begin Data records
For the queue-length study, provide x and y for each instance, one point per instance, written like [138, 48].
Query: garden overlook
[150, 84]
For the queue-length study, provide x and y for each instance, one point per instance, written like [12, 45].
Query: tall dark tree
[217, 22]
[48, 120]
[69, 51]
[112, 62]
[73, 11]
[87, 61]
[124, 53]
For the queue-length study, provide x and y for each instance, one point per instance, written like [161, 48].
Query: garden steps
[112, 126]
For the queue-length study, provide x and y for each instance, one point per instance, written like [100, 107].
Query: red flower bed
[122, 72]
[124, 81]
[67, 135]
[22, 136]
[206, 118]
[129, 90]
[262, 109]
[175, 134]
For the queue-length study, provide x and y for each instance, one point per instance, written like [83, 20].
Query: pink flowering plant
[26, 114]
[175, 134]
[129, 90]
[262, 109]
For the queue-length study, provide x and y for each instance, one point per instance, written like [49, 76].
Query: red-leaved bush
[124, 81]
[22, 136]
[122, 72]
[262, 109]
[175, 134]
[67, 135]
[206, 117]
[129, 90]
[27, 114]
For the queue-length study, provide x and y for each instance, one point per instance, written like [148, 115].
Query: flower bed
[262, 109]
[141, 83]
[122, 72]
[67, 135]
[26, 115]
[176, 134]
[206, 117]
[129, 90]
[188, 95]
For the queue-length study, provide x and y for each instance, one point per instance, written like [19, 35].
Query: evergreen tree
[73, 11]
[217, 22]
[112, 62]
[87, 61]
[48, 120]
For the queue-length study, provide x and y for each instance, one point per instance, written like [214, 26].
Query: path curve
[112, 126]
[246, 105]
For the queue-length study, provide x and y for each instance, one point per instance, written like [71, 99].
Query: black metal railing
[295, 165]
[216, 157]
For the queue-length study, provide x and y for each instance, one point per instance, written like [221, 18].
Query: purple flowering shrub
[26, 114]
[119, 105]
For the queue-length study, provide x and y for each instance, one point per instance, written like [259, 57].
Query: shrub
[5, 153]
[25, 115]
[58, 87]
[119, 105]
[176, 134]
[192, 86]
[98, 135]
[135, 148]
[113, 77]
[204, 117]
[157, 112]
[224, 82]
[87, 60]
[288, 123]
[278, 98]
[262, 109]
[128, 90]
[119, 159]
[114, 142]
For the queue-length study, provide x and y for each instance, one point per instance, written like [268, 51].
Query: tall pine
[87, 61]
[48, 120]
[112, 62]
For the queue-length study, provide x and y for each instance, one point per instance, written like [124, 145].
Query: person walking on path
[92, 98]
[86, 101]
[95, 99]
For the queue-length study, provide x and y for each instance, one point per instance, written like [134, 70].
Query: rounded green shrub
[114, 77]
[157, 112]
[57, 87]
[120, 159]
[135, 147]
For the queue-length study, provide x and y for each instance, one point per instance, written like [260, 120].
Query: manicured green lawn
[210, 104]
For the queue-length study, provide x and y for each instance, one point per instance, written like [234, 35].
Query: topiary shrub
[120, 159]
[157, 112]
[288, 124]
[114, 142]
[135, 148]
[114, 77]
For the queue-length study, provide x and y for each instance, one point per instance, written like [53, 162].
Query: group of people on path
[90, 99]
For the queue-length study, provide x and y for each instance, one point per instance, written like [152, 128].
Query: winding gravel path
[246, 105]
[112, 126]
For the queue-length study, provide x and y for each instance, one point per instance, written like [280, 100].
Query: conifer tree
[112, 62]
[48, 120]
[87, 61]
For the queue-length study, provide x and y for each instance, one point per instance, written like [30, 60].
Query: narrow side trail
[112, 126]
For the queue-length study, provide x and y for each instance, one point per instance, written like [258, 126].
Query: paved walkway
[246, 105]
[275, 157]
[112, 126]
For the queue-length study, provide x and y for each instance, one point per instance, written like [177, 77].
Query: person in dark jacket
end Data records
:: What the task asks ::
Repeat all of the records above exactly as they appear.

:: Exercise result ::
For the queue-length study, provide x and y for each instance, one point per instance, written like [138, 48].
Query: garden overlook
[150, 84]
For the queue-length study, provide x and y for each instance, one point per instance, written like [12, 45].
Query: tall dark tree
[217, 22]
[48, 120]
[69, 51]
[112, 62]
[73, 11]
[87, 61]
[124, 53]
For the queue-length study, provide x and y for each instance, one point per instance, written like [161, 48].
Query: garden steps
[112, 126]
For the queue-length study, provide x and y for each instance, one point per instance, written like [100, 107].
Query: red flower bed
[122, 72]
[124, 81]
[67, 135]
[22, 136]
[206, 118]
[129, 90]
[262, 109]
[175, 134]
For the queue-length study, provide x and y for each instance, one point per instance, written like [83, 20].
Query: pink flowering plant
[26, 114]
[175, 134]
[129, 90]
[262, 109]
For the queue-length study, provide x and y for each instance, one point per instance, written like [49, 76].
Query: red-leaved bush
[124, 81]
[22, 136]
[122, 72]
[262, 109]
[175, 134]
[67, 135]
[206, 117]
[129, 90]
[27, 114]
For the queue-length study, provide x and y for each instance, one point per instance, written like [148, 115].
Query: flower bed
[262, 109]
[141, 83]
[122, 72]
[67, 135]
[26, 115]
[176, 134]
[206, 117]
[129, 90]
[188, 95]
For the queue-length study, provide x and y for each instance, one point per instance, written like [19, 35].
Query: evergreen tree
[73, 11]
[217, 22]
[112, 62]
[87, 61]
[48, 120]
For the queue-length study, provide x and y for each instance, one point per instance, written like [214, 26].
Query: path curve
[112, 126]
[246, 105]
For the queue-length study, provide x and y for each instance, one point per instance, written like [71, 99].
Query: black metal railing
[295, 165]
[216, 157]
For the queue-length study, provide x and y for each instance, one point per instance, written like [221, 18].
Query: purple flowering shrub
[26, 114]
[119, 105]
For the queue-length study, provide x and y for each instance, one point per instance, written like [259, 57].
Query: shrub
[5, 153]
[25, 115]
[58, 87]
[119, 105]
[176, 134]
[192, 86]
[98, 135]
[135, 148]
[113, 77]
[204, 117]
[157, 112]
[224, 82]
[87, 60]
[288, 123]
[278, 98]
[262, 109]
[128, 90]
[119, 159]
[114, 142]
For the queue-length study, provide x and y for each instance, one point per instance, written like [268, 51].
Query: tall pine
[87, 61]
[48, 120]
[112, 62]
For the queue-length study, provide x and y for each instance, one point per instance, written like [124, 145].
Query: person walking on path
[92, 98]
[86, 101]
[95, 99]
For the queue-length study, provide x and y for each instance, one point per instance, written like [134, 70].
Query: rounded green shrub
[114, 77]
[157, 112]
[57, 87]
[120, 159]
[135, 147]
For the queue-length study, provide x and y for each instance, one point per instance, written like [260, 120].
Query: manicured green lawn
[210, 104]
For the queue-length study, provide x and y for each instance, one point per instance, written like [234, 35].
Query: topiary shrub
[120, 159]
[157, 112]
[288, 124]
[114, 142]
[135, 148]
[114, 77]
For the queue-length study, provide x and y for each instance, one point per instance, written like [53, 162].
Query: group of people on path
[90, 99]
For the queue-length study, provide x and y for each instance, one point per instance, written like [152, 128].
Query: winding gravel path
[246, 105]
[112, 126]
For the queue-length study, provide x and y for each instance, one point per instance, written like [280, 100].
Query: conifer tree
[112, 62]
[48, 120]
[87, 61]
For the queue-length study, provide x and y for each instance, one point per instance, written like [30, 60].
Query: narrow side trail
[112, 126]
For the queue-length study, provide x and y for each instance, one point per instance, written like [258, 126].
Query: paved walkway
[246, 105]
[275, 157]
[112, 126]
For the queue-length study, provide x and y for each instance, one point per instance, written like [177, 77].
Query: person in dark jacket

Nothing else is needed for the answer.